ACTIVITY = Please report how many lines in the records below contain "tire". Reply with the number alone.

STORED DATA =
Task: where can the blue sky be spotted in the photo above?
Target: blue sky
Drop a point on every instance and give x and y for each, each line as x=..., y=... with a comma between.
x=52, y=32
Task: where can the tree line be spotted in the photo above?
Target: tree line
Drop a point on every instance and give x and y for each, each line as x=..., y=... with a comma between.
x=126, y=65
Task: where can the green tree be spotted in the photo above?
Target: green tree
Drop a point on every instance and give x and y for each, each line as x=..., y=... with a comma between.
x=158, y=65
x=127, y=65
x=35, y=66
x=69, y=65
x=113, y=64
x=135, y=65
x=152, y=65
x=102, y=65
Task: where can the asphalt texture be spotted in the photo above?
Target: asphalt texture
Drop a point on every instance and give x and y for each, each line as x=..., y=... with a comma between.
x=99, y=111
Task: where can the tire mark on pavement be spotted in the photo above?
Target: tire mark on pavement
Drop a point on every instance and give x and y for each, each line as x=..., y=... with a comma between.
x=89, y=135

---

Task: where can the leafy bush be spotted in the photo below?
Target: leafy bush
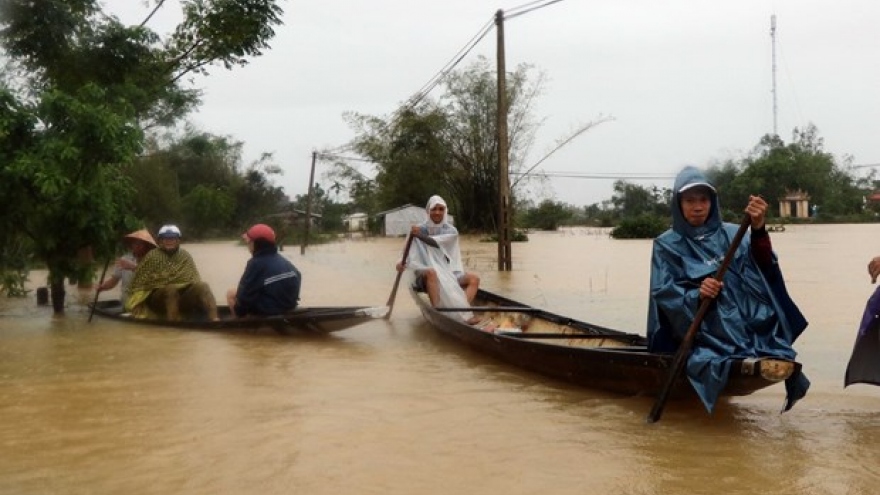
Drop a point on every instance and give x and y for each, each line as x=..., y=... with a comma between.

WORKED SOLUTION = 2